**Исходный текст**:
════════
Е. П. Блаватская терра инкогнита

Вид материалаДокументы

Содержание


Примечания к "лакшмибай"
Взгляд француза на права женщин
Подобный материал:
1   ...   31   32   33   34   35   36   37   38   39
^

ПРИМЕЧАНИЯ К "ЛАКШМИБАЙ"


[Эта заметка претендует быть достоверным рассказом о бхуте. У рассказчика заболела тетушка, ей становилось все хуже и хуже, пока, наконец, не осталось ни малейшей надежды на ее выздоровление. За день до своей смерти она сказала сестре, что жить ей осталось всего один или два дня и попросила перенести ее в какое-нибудь другое место прежде, чем она умрет, так как, объяснила она, "все умершие в комнате становились бхутами"; ей же хотелось избежать такой жуткой участи. На следующий день она умерла в этой самой комнате, но никто даже и не вспомнил о ее просьбе. Через шесть месяцев невестку рассказчика охватила сильнейшая дрожь, а все тело ее пылало как в огне. Полагая, что в нее вселился злой дух, свекровь стала задавать ей вопросы, чтобы выведать, кем был этот дух; призрак представился как Лакшмибай – умершая тетушка. Рассказ заканчивается вопросом – осталась ли душа Лакшмибай прикованной к земле вследствие ее страстного желания переменить комнату, в которой она лежала и в которой, как она полагала, покидающая тело душа имела большую вероятность стать бхутом. Е. П. Блаватская дает следующий комментарий]:

[Бхута] – призрак, прикованный к земле дух, или "элементарий". Мы помещаем этот интересный рассказ, чтобы показать западным спиритуалистам – в который уже раз – что, веря в возможность возвращения "духов", индусы в то же время боятся и презирают их, называя их "дьяволами", а не "почившими ангелами", и принимая каждое подобное возвращение за проклятие, от которого следует беречься и избавляться как можно скорее. Утверждения бхуты, сделанные через ее медиума, в данном случае ничего не доказывают. Леди, которая была так одержима, знала столько же о покойной, сколько и об остальных членах семьи. Это мог быть любой дух – насколько известно рассказчику – персонифицировавший Лакшмибай, а правильные ответы вовсе не доказательство.
════════
**Сохранённые строки набора данных**:
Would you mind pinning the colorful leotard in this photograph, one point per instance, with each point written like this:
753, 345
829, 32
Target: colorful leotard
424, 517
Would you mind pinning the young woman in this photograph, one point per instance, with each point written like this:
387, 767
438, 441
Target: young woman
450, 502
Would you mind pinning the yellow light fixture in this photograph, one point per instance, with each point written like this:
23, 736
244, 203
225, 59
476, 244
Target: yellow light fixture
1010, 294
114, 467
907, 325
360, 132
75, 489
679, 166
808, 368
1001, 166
════════
**Что нужно сделать**: Перепишите часть заметки о бхуте, начав с фрагмента, где есть слова «[Бхута] – призрак, прикованный», и закончив после слов «вовсе не доказательство.». При этом замените «западным спиритуалистам» на «европейским спиритуалистам».

**Готовое упражнение**:
[Бхута] – призрак, прикованный к земле дух, или "элементарий". Мы помещаем этот интересный рассказ, чтобы показать европейским спиритуалистам – в который уже раз – что, веря в возможность возвращения "духов", индусы в то же время боятся и презирают их, называя их "дьяволами", а не "почившими ангелами", и принимая каждое подобное возвращение за проклятие, от которого следует беречься и избавляться как можно скорее. Утверждения бхуты, сделанные через ее медиума, в данном случае ничего не доказывают. Леди, которая была так одержима, знала столько же о покойной, сколько и об остальных членах семьи. Это мог быть любой дух – насколько известно рассказчику – персонифицировавший Лакшмибай, а правильные ответы вовсе не доказательство.